Твоя задача
Верни полностью, слово в слово, приведенный ниже отрывок о рабочем движении.

Отрывок документа
┌────────

Возьмем теперь рабочее движение. Московские рабочие устроили торжественные похороны Бауману, петербургские — не решились торжественно похоронить своих убитых товарищей. Вы думаете, почему это? «Петербург, руководивший движением до тех пор, обнаружил первый, пока легкий признак революционной усталости, тогда как Москва только начинала раскачиваться» (стр. 84). Вы скажете: это просто образ, литературная метафора. Нет, это метод объяснения. На стр. 86 обнаруживаются «в высшей степени опасные признаки утомления петербургских рабочих». И далее, на стр. 91, подводится итог: «Нет конечно сомнения, что неудачи борьбы в ноябре 1905 г. создали упадок настроениям активности». На стр. 139 «Утомление пролетариата и упадок его революционной энергии, выразившиеся, как мы видели, еще в конце 1905 г. в разрозненности действий, сказались с особенной силой в неудачной всеобщей политической забастовке» летом 1906 г.; стр. 139–140). Страницей дальше опять разъясняется, что «голодному крестьянству брошена была сухая корка хлеба, и этого оказалось достаточным для значительного его успокоения». (стр. 141). Тень Леонида Андреева может утешиться: то, за что его ругали в те дни большевики, повторяется теперь авторами, считающими себя чрезвычайно близкими к большевикам. «…Октябрьский переворот естественно вытекал из того положения дел, которое сложилось к осени 1917 г., он был совершенно назревшей необходимостью, вследствие справедливого раздражения широких рабочих, крестьянских и солдатских масс против Временного правительства и партий, руководивших до того времени рулем государственного корабля» (стр. 300). Наконец, психологизм становится из метода объяснения исторического процесса методом руководства этим процессом. Оттяжка созыва Учредительного собрания кадетами — Керенским в 1917 г. объясняется так: «Понятны мотивы такой тактики: надеялись путем оттяжки народного волеизъявления достигнуть больших результатов для буржуазии в расчете на утомление масс» (стр. 275; разрядка везде моя. — М. П.).

└────────

Записи из источника данных:
┌────────

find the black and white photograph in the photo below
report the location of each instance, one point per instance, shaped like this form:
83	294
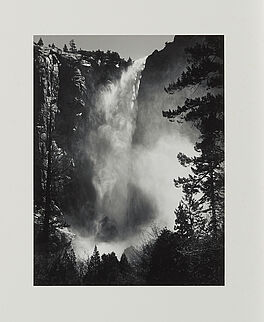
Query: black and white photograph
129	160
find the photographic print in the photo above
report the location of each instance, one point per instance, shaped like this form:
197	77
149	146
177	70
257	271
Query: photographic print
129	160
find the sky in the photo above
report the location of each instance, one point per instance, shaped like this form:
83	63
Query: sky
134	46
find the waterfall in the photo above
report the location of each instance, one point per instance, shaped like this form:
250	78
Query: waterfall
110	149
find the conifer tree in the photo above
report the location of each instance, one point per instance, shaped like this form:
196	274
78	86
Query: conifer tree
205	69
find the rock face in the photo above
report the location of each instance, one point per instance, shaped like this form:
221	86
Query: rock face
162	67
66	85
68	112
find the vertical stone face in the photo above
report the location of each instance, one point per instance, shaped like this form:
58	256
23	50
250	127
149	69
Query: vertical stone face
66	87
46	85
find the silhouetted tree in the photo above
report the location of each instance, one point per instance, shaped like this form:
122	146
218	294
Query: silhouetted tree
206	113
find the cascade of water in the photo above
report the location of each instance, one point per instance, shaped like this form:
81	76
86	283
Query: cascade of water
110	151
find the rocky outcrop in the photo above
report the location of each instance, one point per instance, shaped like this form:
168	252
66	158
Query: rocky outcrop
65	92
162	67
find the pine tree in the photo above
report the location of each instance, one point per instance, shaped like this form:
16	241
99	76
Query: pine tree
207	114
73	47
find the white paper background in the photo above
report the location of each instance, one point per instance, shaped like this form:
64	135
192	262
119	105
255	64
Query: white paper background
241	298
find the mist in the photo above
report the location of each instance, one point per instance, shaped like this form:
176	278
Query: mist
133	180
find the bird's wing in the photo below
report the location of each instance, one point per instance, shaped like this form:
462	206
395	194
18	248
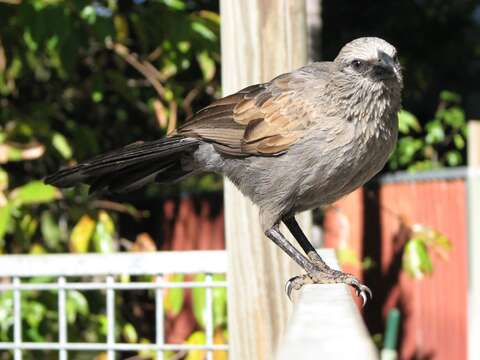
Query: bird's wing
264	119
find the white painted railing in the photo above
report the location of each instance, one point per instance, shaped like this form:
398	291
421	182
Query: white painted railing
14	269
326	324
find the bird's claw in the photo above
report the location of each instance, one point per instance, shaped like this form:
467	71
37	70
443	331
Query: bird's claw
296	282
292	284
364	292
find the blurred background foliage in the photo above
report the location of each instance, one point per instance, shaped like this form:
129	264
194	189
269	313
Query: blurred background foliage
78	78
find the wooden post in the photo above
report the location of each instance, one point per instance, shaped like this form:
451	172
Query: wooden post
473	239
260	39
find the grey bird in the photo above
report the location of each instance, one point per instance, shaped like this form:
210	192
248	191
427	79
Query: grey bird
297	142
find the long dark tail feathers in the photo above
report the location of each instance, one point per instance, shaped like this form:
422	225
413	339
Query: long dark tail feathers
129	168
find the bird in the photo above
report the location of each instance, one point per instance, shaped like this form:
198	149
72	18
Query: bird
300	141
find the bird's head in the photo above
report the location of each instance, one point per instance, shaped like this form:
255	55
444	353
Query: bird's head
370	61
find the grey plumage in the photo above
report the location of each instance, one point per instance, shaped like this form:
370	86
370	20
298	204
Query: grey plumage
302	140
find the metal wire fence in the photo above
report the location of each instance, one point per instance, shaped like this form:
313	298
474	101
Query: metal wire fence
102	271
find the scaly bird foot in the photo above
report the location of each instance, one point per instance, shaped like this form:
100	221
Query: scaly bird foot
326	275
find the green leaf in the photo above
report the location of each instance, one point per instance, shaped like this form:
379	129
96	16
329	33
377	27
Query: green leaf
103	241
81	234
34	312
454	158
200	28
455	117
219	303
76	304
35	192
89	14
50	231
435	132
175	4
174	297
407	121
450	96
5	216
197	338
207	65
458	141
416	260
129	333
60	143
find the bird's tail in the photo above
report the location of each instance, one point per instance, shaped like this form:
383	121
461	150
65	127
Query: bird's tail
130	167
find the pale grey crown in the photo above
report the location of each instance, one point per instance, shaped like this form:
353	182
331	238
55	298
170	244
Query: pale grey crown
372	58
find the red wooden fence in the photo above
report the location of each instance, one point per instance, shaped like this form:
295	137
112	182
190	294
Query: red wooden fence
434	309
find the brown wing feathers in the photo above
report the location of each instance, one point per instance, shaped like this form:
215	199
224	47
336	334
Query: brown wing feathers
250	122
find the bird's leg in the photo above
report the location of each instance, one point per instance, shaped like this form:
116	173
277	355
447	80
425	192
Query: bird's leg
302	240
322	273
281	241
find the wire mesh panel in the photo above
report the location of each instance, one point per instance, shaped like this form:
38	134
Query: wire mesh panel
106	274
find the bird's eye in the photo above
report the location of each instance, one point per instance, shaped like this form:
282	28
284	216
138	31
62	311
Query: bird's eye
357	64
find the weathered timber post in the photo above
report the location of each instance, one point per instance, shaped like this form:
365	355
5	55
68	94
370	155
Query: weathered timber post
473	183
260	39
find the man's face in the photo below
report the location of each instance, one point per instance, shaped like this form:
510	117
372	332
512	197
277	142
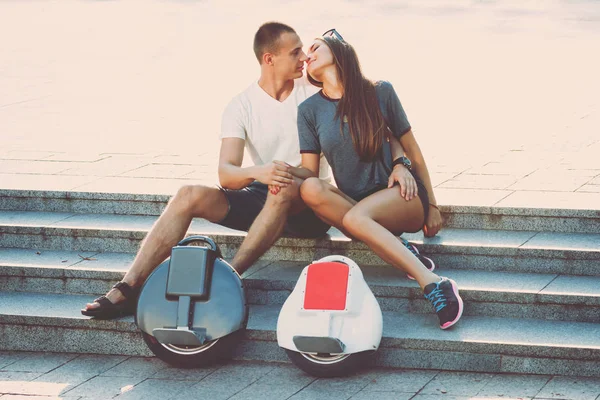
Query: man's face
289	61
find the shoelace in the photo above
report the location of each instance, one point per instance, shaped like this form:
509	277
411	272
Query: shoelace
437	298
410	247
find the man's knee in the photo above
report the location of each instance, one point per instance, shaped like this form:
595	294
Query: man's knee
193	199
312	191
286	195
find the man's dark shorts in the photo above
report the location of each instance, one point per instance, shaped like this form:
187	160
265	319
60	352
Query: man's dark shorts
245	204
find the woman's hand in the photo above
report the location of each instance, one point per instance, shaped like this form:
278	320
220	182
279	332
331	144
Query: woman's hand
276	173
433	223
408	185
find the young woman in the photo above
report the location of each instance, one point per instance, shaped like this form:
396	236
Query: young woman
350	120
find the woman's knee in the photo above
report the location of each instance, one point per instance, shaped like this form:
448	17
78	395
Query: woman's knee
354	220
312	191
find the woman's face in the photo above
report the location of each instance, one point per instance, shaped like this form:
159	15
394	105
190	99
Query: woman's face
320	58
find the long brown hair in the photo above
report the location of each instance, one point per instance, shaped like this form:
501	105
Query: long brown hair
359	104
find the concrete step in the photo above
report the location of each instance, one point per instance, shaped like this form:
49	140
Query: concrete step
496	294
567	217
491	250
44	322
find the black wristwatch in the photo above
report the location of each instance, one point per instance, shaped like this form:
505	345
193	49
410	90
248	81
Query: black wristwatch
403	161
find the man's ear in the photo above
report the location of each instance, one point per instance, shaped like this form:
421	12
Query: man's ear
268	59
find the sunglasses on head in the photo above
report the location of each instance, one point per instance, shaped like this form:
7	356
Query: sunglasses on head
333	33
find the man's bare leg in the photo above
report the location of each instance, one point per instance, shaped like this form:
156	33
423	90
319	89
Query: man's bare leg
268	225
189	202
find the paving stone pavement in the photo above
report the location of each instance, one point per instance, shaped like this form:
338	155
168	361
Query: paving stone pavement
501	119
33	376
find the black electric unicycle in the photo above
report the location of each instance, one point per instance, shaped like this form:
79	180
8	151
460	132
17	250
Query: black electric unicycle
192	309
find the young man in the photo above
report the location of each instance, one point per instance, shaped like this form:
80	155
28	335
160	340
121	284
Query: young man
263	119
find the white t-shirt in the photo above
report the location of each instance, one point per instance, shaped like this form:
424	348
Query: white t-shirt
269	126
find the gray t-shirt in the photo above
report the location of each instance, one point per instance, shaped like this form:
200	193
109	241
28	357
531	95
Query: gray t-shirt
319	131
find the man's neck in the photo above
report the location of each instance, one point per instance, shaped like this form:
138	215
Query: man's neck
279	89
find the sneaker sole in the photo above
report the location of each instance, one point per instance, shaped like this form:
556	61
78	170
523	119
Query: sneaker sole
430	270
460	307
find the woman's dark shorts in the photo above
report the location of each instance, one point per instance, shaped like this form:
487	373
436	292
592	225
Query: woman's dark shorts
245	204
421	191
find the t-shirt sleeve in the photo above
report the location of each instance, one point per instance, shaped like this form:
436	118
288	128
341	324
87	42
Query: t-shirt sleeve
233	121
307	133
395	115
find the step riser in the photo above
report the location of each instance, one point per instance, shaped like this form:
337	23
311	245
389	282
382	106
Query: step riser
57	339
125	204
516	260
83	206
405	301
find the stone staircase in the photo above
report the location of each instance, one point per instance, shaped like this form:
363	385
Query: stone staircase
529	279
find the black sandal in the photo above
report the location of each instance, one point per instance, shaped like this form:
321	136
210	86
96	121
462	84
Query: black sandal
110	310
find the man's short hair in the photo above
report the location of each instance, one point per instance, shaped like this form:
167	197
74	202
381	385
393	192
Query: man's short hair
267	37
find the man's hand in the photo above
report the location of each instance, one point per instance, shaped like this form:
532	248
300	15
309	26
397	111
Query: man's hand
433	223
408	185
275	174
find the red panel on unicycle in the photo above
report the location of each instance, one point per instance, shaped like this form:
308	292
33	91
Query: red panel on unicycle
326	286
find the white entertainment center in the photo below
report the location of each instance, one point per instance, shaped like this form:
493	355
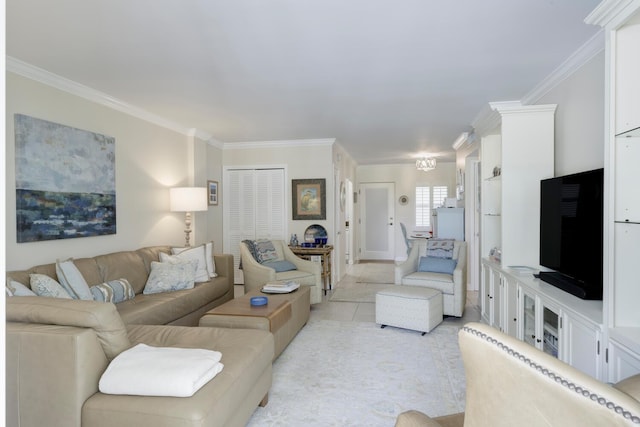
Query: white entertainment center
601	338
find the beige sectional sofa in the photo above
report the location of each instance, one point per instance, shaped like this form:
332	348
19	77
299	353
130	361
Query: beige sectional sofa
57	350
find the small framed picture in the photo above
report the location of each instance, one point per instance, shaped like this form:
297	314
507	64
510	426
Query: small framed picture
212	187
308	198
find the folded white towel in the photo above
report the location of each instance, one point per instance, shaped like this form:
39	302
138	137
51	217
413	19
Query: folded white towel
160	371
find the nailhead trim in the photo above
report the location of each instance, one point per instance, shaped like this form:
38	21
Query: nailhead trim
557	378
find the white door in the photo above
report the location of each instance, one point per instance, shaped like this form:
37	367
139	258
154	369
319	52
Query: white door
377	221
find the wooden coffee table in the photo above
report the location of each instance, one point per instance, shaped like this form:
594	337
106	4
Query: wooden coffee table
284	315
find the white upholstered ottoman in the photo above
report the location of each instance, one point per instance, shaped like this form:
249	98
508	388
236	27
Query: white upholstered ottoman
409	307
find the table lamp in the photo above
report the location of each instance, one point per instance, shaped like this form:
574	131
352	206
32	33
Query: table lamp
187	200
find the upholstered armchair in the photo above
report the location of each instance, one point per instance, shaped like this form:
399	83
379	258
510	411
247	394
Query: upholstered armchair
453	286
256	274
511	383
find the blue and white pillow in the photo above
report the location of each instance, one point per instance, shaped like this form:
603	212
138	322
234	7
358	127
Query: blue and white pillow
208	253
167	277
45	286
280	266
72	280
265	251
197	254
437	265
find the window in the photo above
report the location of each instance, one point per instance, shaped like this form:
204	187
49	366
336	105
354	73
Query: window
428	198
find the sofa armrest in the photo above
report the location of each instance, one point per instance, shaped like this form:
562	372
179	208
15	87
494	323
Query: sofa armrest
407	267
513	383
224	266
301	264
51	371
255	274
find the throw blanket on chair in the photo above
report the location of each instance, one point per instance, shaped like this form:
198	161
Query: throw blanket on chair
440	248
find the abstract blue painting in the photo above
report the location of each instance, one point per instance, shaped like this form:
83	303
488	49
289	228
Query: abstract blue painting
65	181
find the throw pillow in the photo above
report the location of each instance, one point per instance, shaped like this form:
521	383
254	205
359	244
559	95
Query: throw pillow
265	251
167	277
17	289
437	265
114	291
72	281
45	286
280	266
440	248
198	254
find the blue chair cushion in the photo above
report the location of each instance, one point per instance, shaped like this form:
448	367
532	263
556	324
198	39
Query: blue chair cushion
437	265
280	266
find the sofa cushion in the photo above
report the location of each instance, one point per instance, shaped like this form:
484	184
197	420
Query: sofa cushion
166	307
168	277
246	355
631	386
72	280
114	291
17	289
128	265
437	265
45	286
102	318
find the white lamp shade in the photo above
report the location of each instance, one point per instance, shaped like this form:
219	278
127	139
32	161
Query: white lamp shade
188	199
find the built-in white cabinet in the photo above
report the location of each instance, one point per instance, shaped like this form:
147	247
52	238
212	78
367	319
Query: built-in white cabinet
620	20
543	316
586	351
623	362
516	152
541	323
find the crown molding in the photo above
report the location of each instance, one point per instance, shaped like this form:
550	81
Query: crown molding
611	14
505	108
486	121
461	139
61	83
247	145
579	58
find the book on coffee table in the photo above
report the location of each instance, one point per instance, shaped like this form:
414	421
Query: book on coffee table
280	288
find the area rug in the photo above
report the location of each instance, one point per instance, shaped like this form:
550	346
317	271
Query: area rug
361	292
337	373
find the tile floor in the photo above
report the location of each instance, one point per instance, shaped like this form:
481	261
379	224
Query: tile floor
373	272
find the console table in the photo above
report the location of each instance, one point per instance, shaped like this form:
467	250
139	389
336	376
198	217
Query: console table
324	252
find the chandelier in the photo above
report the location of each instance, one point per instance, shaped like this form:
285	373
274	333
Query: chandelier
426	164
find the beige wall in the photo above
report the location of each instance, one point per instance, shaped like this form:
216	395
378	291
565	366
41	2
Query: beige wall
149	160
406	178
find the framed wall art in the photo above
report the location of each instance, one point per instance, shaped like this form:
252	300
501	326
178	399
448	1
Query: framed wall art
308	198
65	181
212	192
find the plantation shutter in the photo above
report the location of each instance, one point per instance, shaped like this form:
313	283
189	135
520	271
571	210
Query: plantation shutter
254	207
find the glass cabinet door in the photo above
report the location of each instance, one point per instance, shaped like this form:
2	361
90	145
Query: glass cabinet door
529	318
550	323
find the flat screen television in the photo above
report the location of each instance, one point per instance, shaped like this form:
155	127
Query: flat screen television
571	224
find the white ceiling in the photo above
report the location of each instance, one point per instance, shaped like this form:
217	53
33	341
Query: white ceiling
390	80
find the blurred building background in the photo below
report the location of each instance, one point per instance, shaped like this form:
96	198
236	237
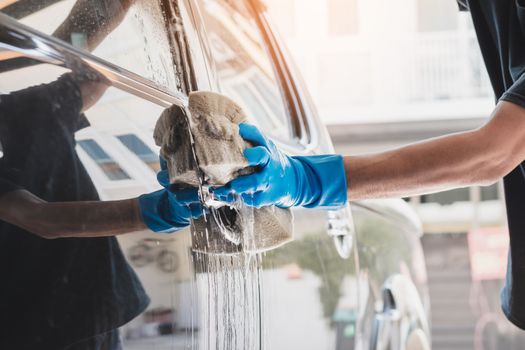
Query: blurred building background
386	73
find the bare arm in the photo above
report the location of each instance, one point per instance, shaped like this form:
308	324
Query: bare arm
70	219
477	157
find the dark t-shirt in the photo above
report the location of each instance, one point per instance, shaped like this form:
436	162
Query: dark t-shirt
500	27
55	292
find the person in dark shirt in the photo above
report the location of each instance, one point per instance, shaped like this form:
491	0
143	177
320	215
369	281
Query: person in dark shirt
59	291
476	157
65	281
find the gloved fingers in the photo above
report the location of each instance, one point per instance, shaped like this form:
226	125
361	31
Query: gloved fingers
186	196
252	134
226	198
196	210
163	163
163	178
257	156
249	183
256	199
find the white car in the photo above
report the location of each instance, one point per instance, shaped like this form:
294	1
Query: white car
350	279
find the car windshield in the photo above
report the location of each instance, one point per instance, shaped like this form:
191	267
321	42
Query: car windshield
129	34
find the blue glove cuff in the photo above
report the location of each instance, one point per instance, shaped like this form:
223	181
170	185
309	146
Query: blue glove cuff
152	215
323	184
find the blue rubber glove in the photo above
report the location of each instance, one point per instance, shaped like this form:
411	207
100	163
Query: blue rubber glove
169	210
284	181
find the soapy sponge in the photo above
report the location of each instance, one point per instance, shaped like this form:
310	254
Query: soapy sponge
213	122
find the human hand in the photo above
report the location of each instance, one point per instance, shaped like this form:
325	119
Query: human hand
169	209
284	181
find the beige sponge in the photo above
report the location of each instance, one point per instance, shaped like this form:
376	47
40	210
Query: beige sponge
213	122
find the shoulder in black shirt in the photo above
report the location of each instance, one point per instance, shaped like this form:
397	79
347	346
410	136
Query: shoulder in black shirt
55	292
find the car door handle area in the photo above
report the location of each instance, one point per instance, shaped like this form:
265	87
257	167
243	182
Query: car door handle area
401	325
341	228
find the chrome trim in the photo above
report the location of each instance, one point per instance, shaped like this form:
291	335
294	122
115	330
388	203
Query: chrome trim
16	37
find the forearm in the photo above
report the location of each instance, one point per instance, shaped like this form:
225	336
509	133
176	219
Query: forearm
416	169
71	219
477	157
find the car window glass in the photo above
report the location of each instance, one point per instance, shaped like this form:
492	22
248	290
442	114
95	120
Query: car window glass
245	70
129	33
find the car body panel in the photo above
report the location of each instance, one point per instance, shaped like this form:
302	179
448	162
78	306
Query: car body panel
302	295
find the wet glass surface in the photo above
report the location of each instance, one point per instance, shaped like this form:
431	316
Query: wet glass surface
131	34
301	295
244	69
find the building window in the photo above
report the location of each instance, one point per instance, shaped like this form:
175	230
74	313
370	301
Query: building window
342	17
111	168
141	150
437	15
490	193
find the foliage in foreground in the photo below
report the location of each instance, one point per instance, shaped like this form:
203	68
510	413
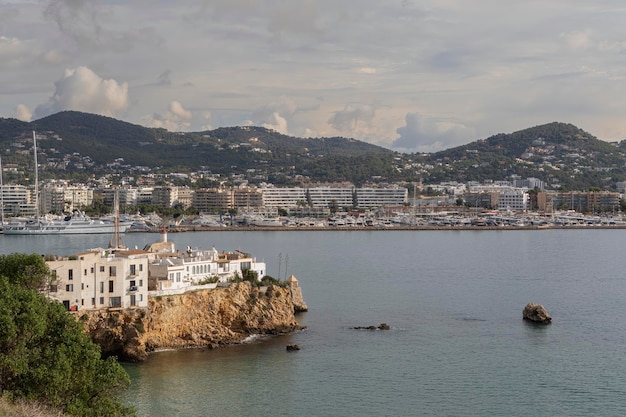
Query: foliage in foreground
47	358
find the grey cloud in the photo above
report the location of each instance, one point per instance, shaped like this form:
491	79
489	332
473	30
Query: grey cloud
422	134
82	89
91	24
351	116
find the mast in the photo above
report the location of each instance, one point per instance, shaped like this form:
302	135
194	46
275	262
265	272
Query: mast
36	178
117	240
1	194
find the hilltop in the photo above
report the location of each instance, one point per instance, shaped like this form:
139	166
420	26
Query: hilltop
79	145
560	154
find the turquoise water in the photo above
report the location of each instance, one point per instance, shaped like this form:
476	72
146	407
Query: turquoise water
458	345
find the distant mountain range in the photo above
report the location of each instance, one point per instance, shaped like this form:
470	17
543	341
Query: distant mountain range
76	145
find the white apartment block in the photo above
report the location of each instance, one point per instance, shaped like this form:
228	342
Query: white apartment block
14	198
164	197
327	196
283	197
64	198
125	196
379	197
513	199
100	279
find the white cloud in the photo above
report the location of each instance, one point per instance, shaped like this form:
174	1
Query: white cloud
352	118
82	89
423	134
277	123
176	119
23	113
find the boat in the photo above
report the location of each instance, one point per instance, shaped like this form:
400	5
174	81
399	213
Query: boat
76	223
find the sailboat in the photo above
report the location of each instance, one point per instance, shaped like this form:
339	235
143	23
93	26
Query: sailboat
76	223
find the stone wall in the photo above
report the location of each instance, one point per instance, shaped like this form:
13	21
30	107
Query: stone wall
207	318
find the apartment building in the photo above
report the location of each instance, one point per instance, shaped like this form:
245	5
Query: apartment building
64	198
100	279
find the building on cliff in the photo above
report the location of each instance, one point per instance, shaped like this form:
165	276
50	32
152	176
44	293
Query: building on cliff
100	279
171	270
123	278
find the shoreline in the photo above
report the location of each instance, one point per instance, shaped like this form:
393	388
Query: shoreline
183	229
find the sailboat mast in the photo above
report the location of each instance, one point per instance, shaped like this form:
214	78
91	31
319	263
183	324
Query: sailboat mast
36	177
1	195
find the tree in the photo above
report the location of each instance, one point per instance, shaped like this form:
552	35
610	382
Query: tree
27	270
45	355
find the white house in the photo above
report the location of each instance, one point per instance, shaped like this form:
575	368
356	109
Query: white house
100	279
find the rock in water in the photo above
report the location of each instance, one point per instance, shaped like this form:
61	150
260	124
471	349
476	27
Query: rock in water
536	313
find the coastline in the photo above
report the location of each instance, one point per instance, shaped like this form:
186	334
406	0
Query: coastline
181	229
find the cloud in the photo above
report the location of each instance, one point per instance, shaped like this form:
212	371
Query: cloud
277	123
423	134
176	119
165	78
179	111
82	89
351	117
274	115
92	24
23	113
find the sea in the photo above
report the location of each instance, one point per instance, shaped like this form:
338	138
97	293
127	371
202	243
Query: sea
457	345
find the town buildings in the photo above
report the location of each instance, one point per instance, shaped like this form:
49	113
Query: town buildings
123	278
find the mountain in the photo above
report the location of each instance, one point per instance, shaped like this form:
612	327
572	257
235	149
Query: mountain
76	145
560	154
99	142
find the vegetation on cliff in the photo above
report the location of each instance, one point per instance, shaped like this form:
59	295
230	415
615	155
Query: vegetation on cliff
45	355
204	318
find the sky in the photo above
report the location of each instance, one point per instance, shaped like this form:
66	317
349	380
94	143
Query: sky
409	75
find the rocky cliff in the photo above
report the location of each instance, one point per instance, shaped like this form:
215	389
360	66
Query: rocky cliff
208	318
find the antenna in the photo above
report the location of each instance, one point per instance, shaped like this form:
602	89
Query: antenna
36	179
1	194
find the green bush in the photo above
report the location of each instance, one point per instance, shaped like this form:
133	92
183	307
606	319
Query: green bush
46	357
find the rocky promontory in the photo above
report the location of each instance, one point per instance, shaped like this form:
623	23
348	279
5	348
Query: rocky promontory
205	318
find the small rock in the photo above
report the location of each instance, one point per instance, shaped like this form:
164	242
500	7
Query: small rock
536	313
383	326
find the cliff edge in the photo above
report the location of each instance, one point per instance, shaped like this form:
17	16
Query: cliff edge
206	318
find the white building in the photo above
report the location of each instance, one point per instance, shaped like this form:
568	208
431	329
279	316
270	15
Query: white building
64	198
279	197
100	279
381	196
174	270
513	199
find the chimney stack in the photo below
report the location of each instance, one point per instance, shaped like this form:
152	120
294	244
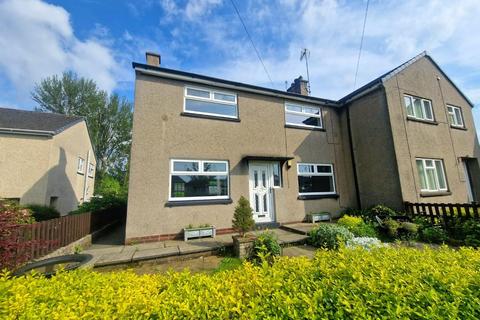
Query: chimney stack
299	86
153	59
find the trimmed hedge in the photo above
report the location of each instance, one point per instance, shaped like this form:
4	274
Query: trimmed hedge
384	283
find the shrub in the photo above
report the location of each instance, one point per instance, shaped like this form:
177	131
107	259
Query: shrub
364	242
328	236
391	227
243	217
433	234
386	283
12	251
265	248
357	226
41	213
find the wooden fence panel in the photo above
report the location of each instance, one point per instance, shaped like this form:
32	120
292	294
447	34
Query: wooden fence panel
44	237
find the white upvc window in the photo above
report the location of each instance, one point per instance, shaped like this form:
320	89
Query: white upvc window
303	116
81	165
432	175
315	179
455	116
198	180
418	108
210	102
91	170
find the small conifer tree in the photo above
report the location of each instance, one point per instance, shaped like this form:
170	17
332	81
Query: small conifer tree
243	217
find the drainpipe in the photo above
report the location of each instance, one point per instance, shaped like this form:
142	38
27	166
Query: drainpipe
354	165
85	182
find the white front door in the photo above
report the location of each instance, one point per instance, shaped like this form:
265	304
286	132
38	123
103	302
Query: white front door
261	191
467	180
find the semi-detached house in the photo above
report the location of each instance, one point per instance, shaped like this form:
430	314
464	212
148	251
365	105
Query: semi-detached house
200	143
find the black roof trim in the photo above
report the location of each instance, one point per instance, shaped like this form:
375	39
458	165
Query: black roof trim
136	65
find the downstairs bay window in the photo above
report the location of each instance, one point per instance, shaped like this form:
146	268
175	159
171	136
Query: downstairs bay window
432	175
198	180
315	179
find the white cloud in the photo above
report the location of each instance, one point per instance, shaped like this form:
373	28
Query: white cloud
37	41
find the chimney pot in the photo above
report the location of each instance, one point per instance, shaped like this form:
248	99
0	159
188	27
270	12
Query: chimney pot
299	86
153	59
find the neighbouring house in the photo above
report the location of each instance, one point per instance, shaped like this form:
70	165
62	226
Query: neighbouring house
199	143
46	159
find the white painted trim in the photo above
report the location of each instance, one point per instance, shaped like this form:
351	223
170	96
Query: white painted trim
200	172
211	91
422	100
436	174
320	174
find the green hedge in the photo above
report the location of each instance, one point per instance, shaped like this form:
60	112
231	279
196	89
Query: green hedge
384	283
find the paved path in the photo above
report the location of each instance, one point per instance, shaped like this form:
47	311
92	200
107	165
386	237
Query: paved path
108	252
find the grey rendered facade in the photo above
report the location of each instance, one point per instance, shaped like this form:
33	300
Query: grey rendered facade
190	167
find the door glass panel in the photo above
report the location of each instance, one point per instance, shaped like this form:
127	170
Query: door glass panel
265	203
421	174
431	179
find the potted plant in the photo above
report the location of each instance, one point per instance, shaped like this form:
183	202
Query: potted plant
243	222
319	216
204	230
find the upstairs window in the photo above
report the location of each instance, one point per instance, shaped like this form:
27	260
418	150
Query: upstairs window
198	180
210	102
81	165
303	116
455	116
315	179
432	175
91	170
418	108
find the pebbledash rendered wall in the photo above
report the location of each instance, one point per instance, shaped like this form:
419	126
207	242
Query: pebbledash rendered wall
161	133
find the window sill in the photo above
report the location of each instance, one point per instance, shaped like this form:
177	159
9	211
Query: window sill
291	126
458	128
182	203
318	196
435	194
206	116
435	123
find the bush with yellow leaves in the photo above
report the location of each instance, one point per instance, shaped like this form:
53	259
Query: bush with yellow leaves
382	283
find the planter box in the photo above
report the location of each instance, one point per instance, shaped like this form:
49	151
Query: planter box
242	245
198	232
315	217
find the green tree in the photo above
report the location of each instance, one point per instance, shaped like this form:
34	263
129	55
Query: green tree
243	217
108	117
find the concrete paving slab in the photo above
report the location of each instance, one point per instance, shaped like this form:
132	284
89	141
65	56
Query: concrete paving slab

└────────

Готовое решение
Возьмем теперь рабочее движение. Московские рабочие устроили торжественные похороны Бауману, петербургские — не решились торжественно похоронить своих убитых товарищей. Вы думаете, почему это? «Петербург, руководивший движением до тех пор, обнаружил первый, пока легкий признак революционной усталости, тогда как Москва только начинала раскачиваться» (стр. 84). Вы скажете: это просто образ, литературная метафора. Нет, это метод объяснения. На стр. 86 обнаруживаются «в высшей степени опасные признаки утомления петербургских рабочих». И далее, на стр. 91, подводится итог: «Нет конечно сомнения, что неудачи борьбы в ноябре 1905 г. создали упадок настроениям активности». На стр. 139 «Утомление пролетариата и упадок его революционной энергии, выразившиеся, как мы видели, еще в конце 1905 г. в разрозненности действий, сказались с особенной силой в неудачной всеобщей политической забастовке» летом 1906 г.; стр. 139–140). Страницей дальше опять разъясняется, что «голодному крестьянству брошена была сухая корка хлеба, и этого оказалось достаточным для значительного его успокоения». (стр. 141). Тень Леонида Андреева может утешиться: то, за что его ругали в те дни большевики, повторяется теперь авторами, считающими себя чрезвычайно близкими к большевикам. «…Октябрьский переворот естественно вытекал из того положения дел, которое сложилось к осени 1917 г., он был совершенно назревшей необходимостью, вследствие справедливого раздражения широких рабочих, крестьянских и солдатских масс против Временного правительства и партий, руководивших до того времени рулем государственного корабля» (стр. 300). Наконец, психологизм становится из метода объяснения исторического процесса методом руководства этим процессом. Оттяжка созыва Учредительного собрания кадетами — Керенским в 1917 г. объясняется так: «Понятны мотивы такой тактики: надеялись путем оттяжки народного волеизъявления достигнуть больших результатов для буржуазии в расчете на утомление масс» (стр. 275; разрядка везде моя. — М. П.).